Task instructions: After locating the line that contains "395L19 388L10 385L0" in the records below, write out exactly that line and each line after it through the one that contains "box: [0, 399, 417, 626]", and nothing else.

↓↓↓

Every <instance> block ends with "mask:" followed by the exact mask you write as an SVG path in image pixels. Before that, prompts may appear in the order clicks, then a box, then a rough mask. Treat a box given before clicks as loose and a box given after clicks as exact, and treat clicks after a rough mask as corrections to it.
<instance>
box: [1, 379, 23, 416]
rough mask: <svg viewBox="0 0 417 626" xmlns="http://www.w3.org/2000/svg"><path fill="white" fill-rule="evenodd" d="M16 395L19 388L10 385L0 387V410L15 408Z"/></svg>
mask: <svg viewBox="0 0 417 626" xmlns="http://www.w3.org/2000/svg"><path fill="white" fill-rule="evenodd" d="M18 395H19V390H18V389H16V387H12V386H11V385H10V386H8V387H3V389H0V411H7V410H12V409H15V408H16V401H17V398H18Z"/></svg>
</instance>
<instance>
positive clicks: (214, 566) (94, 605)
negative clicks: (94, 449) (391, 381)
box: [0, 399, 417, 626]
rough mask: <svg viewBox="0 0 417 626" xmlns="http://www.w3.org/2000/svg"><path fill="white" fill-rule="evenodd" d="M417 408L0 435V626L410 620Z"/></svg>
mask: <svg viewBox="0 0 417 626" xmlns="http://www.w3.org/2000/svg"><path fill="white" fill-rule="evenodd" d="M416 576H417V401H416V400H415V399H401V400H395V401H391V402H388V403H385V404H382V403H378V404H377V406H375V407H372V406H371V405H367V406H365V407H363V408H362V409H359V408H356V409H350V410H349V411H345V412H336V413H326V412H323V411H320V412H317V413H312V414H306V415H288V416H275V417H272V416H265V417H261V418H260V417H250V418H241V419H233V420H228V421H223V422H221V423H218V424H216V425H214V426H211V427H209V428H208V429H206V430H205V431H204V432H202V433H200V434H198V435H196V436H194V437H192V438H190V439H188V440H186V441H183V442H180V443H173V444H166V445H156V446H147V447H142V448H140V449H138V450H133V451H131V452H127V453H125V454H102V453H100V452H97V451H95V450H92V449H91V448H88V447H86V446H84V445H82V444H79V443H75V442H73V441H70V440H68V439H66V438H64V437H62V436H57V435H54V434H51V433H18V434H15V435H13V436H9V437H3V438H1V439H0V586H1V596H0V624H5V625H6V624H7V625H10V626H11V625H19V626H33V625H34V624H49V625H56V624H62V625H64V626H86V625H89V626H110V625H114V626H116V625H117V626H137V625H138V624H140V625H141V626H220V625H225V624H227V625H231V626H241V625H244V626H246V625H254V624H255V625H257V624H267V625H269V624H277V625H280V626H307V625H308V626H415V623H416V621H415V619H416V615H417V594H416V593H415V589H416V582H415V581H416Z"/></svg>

↑↑↑

Task output:
rough mask: <svg viewBox="0 0 417 626" xmlns="http://www.w3.org/2000/svg"><path fill="white" fill-rule="evenodd" d="M16 395L19 388L10 385L0 387V410L15 408Z"/></svg>
mask: <svg viewBox="0 0 417 626" xmlns="http://www.w3.org/2000/svg"><path fill="white" fill-rule="evenodd" d="M18 395H19V390H18V389H16V387H12V386H11V385H10V386H8V387H3V389H0V411H7V410H12V409H15V408H16V401H17V398H18Z"/></svg>
</instance>
<instance>
positive clicks: (214, 566) (94, 605)
negative clicks: (94, 449) (391, 381)
box: [0, 399, 417, 626]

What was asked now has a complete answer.